▸ **Requirements**: Gather every line below that contains the word "orange", and copy each one out in full.

▸ **Material for the task**:
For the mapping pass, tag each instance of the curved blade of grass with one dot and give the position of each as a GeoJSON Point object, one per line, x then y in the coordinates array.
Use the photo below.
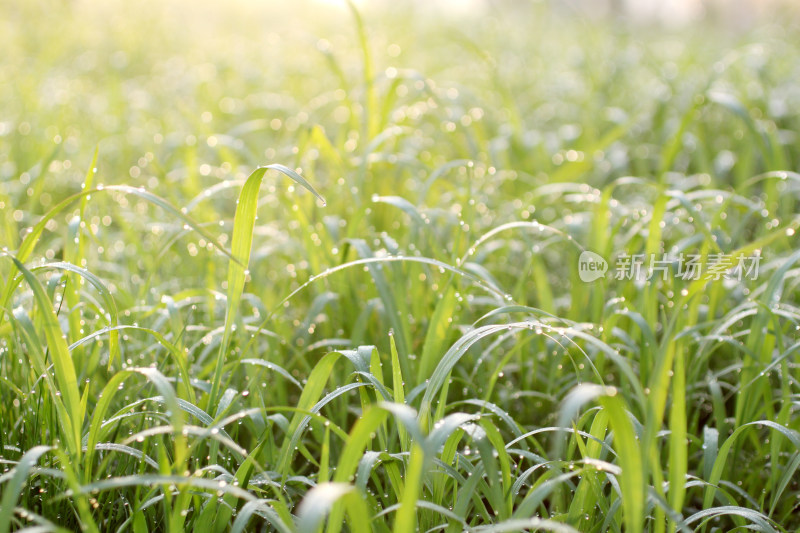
{"type": "Point", "coordinates": [241, 242]}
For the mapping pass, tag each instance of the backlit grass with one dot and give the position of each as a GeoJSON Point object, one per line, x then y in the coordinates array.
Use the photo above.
{"type": "Point", "coordinates": [273, 268]}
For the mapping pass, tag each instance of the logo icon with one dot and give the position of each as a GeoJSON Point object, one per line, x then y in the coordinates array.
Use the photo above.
{"type": "Point", "coordinates": [591, 266]}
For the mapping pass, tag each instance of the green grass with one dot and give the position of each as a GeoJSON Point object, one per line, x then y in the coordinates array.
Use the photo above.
{"type": "Point", "coordinates": [262, 271]}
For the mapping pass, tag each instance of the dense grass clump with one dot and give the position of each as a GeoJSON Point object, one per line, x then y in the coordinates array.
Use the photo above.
{"type": "Point", "coordinates": [262, 271]}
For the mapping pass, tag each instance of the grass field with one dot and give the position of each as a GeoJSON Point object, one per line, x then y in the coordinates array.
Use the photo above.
{"type": "Point", "coordinates": [271, 268]}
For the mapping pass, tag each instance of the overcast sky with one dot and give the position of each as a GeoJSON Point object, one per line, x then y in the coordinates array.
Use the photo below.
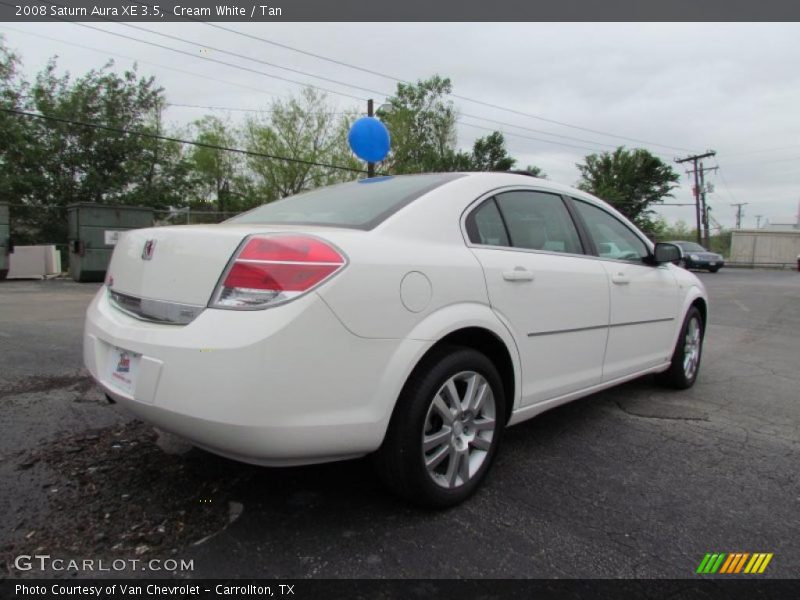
{"type": "Point", "coordinates": [681, 88]}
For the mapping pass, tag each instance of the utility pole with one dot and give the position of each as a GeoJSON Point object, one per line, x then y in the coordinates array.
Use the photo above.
{"type": "Point", "coordinates": [739, 213]}
{"type": "Point", "coordinates": [703, 204]}
{"type": "Point", "coordinates": [370, 113]}
{"type": "Point", "coordinates": [697, 202]}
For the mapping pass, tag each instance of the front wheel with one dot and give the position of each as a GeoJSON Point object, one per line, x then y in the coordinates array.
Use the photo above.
{"type": "Point", "coordinates": [685, 364]}
{"type": "Point", "coordinates": [445, 429]}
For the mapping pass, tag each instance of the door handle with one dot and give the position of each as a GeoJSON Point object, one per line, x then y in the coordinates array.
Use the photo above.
{"type": "Point", "coordinates": [518, 274]}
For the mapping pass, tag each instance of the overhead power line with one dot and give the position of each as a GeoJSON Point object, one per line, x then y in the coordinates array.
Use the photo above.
{"type": "Point", "coordinates": [460, 97]}
{"type": "Point", "coordinates": [328, 79]}
{"type": "Point", "coordinates": [256, 60]}
{"type": "Point", "coordinates": [179, 140]}
{"type": "Point", "coordinates": [253, 110]}
{"type": "Point", "coordinates": [143, 62]}
{"type": "Point", "coordinates": [385, 76]}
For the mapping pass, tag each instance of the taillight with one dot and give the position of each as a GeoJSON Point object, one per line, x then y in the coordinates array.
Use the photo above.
{"type": "Point", "coordinates": [273, 269]}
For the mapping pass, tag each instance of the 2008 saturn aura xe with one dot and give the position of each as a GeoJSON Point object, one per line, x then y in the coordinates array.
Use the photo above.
{"type": "Point", "coordinates": [409, 317]}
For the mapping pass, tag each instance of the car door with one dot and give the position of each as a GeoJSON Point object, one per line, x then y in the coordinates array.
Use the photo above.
{"type": "Point", "coordinates": [644, 297]}
{"type": "Point", "coordinates": [552, 297]}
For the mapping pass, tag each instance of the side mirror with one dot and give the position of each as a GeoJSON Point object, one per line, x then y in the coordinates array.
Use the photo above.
{"type": "Point", "coordinates": [664, 253]}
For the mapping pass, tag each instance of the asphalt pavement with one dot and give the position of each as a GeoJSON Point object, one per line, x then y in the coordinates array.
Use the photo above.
{"type": "Point", "coordinates": [637, 481]}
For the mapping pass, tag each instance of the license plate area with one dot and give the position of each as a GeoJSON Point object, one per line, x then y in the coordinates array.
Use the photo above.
{"type": "Point", "coordinates": [123, 369]}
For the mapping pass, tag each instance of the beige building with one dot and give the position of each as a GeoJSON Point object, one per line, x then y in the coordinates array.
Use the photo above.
{"type": "Point", "coordinates": [765, 247]}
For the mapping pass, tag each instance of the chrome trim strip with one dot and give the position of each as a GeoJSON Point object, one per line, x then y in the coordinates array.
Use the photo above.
{"type": "Point", "coordinates": [155, 311]}
{"type": "Point", "coordinates": [592, 327]}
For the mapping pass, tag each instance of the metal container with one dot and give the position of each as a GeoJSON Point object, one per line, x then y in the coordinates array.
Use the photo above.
{"type": "Point", "coordinates": [93, 232]}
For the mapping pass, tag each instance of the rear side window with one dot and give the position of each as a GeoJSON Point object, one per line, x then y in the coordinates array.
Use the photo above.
{"type": "Point", "coordinates": [485, 225]}
{"type": "Point", "coordinates": [361, 204]}
{"type": "Point", "coordinates": [538, 221]}
{"type": "Point", "coordinates": [612, 237]}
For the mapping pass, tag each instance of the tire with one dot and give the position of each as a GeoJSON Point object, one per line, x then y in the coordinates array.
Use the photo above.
{"type": "Point", "coordinates": [685, 364]}
{"type": "Point", "coordinates": [437, 451]}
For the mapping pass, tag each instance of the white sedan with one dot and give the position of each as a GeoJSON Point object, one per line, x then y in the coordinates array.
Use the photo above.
{"type": "Point", "coordinates": [411, 317]}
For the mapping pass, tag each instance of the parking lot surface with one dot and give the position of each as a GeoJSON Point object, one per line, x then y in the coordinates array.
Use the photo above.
{"type": "Point", "coordinates": [636, 481]}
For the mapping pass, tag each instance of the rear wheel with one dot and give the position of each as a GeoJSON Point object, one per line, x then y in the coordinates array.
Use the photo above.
{"type": "Point", "coordinates": [445, 429]}
{"type": "Point", "coordinates": [685, 365]}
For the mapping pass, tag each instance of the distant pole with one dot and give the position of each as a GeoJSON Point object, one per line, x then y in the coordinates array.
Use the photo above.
{"type": "Point", "coordinates": [370, 113]}
{"type": "Point", "coordinates": [697, 202]}
{"type": "Point", "coordinates": [739, 212]}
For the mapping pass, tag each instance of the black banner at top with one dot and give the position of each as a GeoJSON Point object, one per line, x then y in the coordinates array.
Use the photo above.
{"type": "Point", "coordinates": [399, 10]}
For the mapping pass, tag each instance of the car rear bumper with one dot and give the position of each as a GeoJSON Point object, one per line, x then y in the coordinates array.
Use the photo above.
{"type": "Point", "coordinates": [287, 385]}
{"type": "Point", "coordinates": [704, 264]}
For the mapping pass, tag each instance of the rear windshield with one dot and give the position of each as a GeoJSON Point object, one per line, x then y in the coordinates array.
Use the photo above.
{"type": "Point", "coordinates": [361, 204]}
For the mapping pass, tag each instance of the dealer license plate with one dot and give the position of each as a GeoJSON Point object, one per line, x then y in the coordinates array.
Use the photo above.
{"type": "Point", "coordinates": [123, 366]}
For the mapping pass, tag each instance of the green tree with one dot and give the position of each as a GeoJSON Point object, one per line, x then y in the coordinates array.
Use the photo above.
{"type": "Point", "coordinates": [421, 120]}
{"type": "Point", "coordinates": [535, 171]}
{"type": "Point", "coordinates": [631, 180]}
{"type": "Point", "coordinates": [14, 183]}
{"type": "Point", "coordinates": [65, 162]}
{"type": "Point", "coordinates": [489, 154]}
{"type": "Point", "coordinates": [305, 127]}
{"type": "Point", "coordinates": [218, 173]}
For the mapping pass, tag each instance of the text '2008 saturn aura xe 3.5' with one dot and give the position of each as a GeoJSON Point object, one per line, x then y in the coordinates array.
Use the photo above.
{"type": "Point", "coordinates": [411, 317]}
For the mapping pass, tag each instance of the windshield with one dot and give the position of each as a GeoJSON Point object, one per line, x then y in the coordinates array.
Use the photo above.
{"type": "Point", "coordinates": [690, 246]}
{"type": "Point", "coordinates": [361, 204]}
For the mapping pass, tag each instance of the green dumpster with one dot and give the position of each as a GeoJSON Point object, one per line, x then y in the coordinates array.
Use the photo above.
{"type": "Point", "coordinates": [93, 233]}
{"type": "Point", "coordinates": [5, 240]}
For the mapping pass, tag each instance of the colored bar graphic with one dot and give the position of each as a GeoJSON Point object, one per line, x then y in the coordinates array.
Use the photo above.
{"type": "Point", "coordinates": [764, 564]}
{"type": "Point", "coordinates": [741, 562]}
{"type": "Point", "coordinates": [703, 563]}
{"type": "Point", "coordinates": [734, 562]}
{"type": "Point", "coordinates": [717, 564]}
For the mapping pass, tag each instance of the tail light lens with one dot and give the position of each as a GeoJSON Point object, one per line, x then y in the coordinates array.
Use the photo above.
{"type": "Point", "coordinates": [272, 269]}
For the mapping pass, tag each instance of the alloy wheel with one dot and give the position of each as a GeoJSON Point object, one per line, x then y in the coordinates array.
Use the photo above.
{"type": "Point", "coordinates": [691, 348]}
{"type": "Point", "coordinates": [459, 428]}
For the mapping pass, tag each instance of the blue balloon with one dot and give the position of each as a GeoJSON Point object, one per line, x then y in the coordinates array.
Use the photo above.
{"type": "Point", "coordinates": [369, 139]}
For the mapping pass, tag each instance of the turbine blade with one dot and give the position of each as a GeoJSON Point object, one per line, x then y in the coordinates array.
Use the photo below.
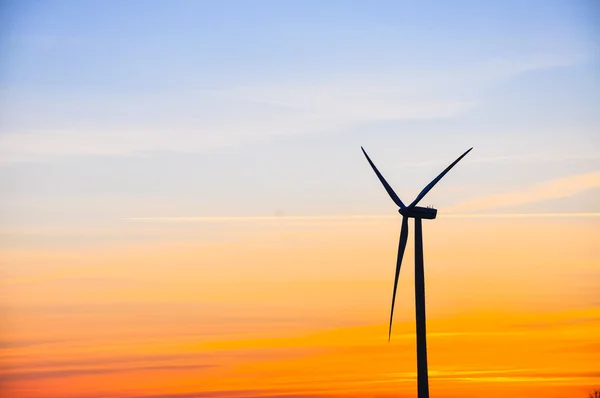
{"type": "Point", "coordinates": [387, 187]}
{"type": "Point", "coordinates": [435, 181]}
{"type": "Point", "coordinates": [401, 247]}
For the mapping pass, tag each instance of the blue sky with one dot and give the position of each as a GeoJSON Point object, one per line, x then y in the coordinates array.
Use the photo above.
{"type": "Point", "coordinates": [111, 109]}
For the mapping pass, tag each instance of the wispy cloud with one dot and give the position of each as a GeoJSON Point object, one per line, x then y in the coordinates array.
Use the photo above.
{"type": "Point", "coordinates": [63, 373]}
{"type": "Point", "coordinates": [554, 189]}
{"type": "Point", "coordinates": [217, 219]}
{"type": "Point", "coordinates": [200, 119]}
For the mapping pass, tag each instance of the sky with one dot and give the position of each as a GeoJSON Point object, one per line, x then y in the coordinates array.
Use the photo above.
{"type": "Point", "coordinates": [186, 211]}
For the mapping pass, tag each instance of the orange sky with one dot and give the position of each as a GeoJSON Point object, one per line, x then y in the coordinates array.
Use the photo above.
{"type": "Point", "coordinates": [299, 308]}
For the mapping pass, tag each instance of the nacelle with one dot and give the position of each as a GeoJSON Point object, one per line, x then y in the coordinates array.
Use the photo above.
{"type": "Point", "coordinates": [427, 213]}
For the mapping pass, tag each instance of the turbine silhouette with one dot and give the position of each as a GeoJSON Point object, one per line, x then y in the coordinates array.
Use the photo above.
{"type": "Point", "coordinates": [418, 213]}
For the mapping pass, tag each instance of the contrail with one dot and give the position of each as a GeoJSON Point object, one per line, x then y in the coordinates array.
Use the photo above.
{"type": "Point", "coordinates": [187, 219]}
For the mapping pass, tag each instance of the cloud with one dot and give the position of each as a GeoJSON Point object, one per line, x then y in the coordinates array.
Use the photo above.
{"type": "Point", "coordinates": [555, 189]}
{"type": "Point", "coordinates": [192, 120]}
{"type": "Point", "coordinates": [348, 217]}
{"type": "Point", "coordinates": [30, 375]}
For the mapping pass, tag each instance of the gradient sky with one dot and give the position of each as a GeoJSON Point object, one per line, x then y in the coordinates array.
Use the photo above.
{"type": "Point", "coordinates": [178, 180]}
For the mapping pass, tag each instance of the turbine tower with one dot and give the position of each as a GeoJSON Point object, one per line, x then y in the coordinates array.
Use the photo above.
{"type": "Point", "coordinates": [418, 213]}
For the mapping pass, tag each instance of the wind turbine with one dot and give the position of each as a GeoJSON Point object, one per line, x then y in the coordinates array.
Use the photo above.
{"type": "Point", "coordinates": [418, 213]}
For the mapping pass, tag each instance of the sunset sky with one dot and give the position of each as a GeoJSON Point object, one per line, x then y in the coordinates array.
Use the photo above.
{"type": "Point", "coordinates": [186, 211]}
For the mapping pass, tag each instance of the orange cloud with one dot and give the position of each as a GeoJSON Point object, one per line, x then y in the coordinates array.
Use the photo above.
{"type": "Point", "coordinates": [555, 189]}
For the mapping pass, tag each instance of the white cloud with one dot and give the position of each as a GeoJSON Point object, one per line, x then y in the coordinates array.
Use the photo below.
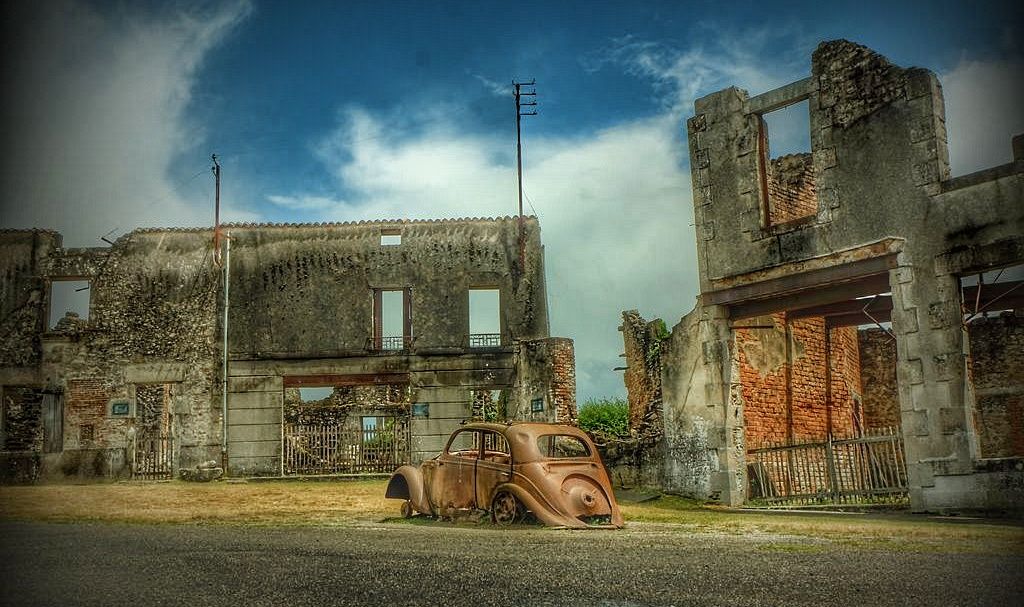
{"type": "Point", "coordinates": [94, 114]}
{"type": "Point", "coordinates": [984, 111]}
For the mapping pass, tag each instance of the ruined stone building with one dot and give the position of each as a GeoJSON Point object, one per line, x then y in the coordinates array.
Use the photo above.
{"type": "Point", "coordinates": [851, 298]}
{"type": "Point", "coordinates": [350, 347]}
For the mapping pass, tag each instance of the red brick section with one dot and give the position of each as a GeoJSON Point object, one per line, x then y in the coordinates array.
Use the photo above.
{"type": "Point", "coordinates": [86, 404]}
{"type": "Point", "coordinates": [792, 192]}
{"type": "Point", "coordinates": [643, 366]}
{"type": "Point", "coordinates": [763, 374]}
{"type": "Point", "coordinates": [562, 393]}
{"type": "Point", "coordinates": [878, 376]}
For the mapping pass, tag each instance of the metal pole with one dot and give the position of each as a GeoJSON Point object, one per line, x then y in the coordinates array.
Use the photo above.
{"type": "Point", "coordinates": [223, 373]}
{"type": "Point", "coordinates": [518, 164]}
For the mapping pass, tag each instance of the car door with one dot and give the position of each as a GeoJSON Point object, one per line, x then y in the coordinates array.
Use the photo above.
{"type": "Point", "coordinates": [493, 468]}
{"type": "Point", "coordinates": [453, 486]}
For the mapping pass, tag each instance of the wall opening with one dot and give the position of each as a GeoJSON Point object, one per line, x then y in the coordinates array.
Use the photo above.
{"type": "Point", "coordinates": [994, 321]}
{"type": "Point", "coordinates": [491, 405]}
{"type": "Point", "coordinates": [392, 318]}
{"type": "Point", "coordinates": [69, 303]}
{"type": "Point", "coordinates": [346, 429]}
{"type": "Point", "coordinates": [786, 170]}
{"type": "Point", "coordinates": [484, 318]}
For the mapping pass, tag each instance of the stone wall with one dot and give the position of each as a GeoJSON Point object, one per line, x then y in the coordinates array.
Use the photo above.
{"type": "Point", "coordinates": [997, 374]}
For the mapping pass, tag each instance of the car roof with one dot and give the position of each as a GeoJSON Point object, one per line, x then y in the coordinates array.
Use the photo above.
{"type": "Point", "coordinates": [522, 436]}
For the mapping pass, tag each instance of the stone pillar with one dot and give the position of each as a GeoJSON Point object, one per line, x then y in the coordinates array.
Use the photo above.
{"type": "Point", "coordinates": [936, 403]}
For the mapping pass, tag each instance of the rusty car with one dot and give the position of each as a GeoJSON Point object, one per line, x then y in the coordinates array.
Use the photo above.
{"type": "Point", "coordinates": [508, 470]}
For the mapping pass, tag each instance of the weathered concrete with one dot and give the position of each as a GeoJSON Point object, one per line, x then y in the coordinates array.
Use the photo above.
{"type": "Point", "coordinates": [303, 311]}
{"type": "Point", "coordinates": [887, 218]}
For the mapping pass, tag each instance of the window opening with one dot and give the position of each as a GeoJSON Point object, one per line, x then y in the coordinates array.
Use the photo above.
{"type": "Point", "coordinates": [489, 405]}
{"type": "Point", "coordinates": [69, 303]}
{"type": "Point", "coordinates": [392, 318]}
{"type": "Point", "coordinates": [787, 183]}
{"type": "Point", "coordinates": [484, 318]}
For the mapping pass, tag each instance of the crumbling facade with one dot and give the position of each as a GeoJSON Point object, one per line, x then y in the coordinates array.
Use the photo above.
{"type": "Point", "coordinates": [867, 228]}
{"type": "Point", "coordinates": [375, 314]}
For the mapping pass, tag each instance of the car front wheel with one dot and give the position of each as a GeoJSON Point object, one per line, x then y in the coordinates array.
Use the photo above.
{"type": "Point", "coordinates": [506, 509]}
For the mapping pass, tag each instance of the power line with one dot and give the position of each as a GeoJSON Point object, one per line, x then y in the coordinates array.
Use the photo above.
{"type": "Point", "coordinates": [518, 93]}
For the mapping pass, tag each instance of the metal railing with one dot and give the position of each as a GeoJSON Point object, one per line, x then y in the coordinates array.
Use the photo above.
{"type": "Point", "coordinates": [484, 340]}
{"type": "Point", "coordinates": [153, 457]}
{"type": "Point", "coordinates": [870, 468]}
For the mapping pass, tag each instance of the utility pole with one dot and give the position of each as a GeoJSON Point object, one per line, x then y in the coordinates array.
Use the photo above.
{"type": "Point", "coordinates": [519, 104]}
{"type": "Point", "coordinates": [216, 212]}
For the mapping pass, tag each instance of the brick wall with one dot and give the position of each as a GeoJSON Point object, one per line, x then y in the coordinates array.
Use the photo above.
{"type": "Point", "coordinates": [765, 374]}
{"type": "Point", "coordinates": [996, 372]}
{"type": "Point", "coordinates": [85, 406]}
{"type": "Point", "coordinates": [792, 192]}
{"type": "Point", "coordinates": [563, 380]}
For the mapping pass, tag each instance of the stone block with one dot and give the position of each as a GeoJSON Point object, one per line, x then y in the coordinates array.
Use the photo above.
{"type": "Point", "coordinates": [256, 384]}
{"type": "Point", "coordinates": [243, 400]}
{"type": "Point", "coordinates": [915, 421]}
{"type": "Point", "coordinates": [254, 448]}
{"type": "Point", "coordinates": [261, 432]}
{"type": "Point", "coordinates": [950, 420]}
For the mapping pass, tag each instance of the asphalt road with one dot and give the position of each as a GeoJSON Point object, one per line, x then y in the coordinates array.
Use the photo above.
{"type": "Point", "coordinates": [120, 564]}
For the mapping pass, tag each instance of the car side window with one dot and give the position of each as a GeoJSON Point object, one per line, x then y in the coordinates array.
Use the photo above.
{"type": "Point", "coordinates": [496, 448]}
{"type": "Point", "coordinates": [464, 444]}
{"type": "Point", "coordinates": [562, 445]}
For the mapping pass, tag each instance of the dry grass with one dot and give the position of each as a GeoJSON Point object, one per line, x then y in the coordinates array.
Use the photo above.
{"type": "Point", "coordinates": [249, 503]}
{"type": "Point", "coordinates": [296, 503]}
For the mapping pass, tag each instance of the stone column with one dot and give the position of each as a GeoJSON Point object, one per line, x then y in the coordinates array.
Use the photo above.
{"type": "Point", "coordinates": [936, 402]}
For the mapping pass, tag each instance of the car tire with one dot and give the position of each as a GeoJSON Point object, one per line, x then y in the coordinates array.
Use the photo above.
{"type": "Point", "coordinates": [506, 509]}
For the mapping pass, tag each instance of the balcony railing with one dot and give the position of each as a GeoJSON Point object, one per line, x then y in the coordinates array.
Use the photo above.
{"type": "Point", "coordinates": [391, 343]}
{"type": "Point", "coordinates": [484, 340]}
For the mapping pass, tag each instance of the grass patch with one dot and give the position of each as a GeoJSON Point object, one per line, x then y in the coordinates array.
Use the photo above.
{"type": "Point", "coordinates": [356, 502]}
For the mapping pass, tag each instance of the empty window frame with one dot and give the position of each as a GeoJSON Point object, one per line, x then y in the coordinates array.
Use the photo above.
{"type": "Point", "coordinates": [392, 318]}
{"type": "Point", "coordinates": [787, 181]}
{"type": "Point", "coordinates": [68, 296]}
{"type": "Point", "coordinates": [484, 318]}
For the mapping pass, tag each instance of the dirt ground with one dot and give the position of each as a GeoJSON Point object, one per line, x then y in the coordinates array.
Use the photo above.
{"type": "Point", "coordinates": [358, 503]}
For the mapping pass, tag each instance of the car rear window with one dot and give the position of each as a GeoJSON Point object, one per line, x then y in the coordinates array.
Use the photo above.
{"type": "Point", "coordinates": [562, 445]}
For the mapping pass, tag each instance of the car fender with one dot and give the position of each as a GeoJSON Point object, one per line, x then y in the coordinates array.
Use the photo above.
{"type": "Point", "coordinates": [407, 483]}
{"type": "Point", "coordinates": [543, 512]}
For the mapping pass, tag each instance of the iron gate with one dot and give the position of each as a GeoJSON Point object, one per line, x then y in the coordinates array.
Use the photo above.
{"type": "Point", "coordinates": [865, 469]}
{"type": "Point", "coordinates": [153, 458]}
{"type": "Point", "coordinates": [338, 448]}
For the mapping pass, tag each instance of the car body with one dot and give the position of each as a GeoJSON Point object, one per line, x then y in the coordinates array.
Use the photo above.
{"type": "Point", "coordinates": [550, 470]}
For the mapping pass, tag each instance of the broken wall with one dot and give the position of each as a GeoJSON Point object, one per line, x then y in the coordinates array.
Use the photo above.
{"type": "Point", "coordinates": [902, 225]}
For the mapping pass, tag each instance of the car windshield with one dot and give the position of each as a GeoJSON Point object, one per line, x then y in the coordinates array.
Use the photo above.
{"type": "Point", "coordinates": [562, 445]}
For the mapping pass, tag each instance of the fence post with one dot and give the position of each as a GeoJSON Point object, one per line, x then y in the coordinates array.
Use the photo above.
{"type": "Point", "coordinates": [830, 461]}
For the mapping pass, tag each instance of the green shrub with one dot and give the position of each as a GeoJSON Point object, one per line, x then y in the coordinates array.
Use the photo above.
{"type": "Point", "coordinates": [606, 416]}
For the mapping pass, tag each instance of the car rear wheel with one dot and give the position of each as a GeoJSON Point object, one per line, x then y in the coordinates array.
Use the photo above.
{"type": "Point", "coordinates": [506, 509]}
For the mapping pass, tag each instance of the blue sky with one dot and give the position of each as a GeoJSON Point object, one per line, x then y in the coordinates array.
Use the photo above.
{"type": "Point", "coordinates": [341, 111]}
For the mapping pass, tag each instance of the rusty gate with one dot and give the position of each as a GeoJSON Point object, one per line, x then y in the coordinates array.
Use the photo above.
{"type": "Point", "coordinates": [864, 469]}
{"type": "Point", "coordinates": [153, 456]}
{"type": "Point", "coordinates": [379, 444]}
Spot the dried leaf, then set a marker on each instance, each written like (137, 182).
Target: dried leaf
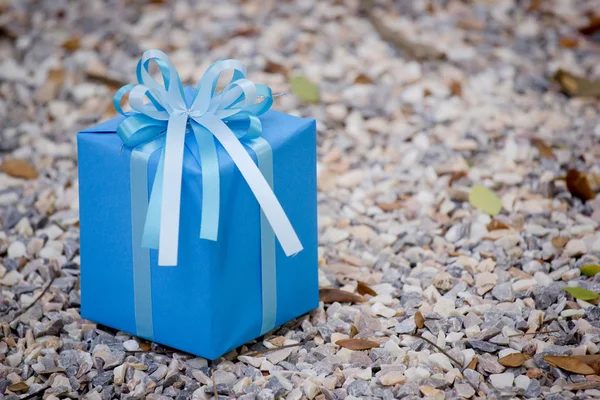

▸ **Correct output**:
For the mapping pass, tag each instance of the orange sky with one dot and give the position of each as a GeoJSON Point object, one per line, x then y in the coordinates array.
For the mapping pass, tag each instance of the orange cloud with one dot and give the position of each as a GeoJSON Point object, one per line, x then y in the coordinates array.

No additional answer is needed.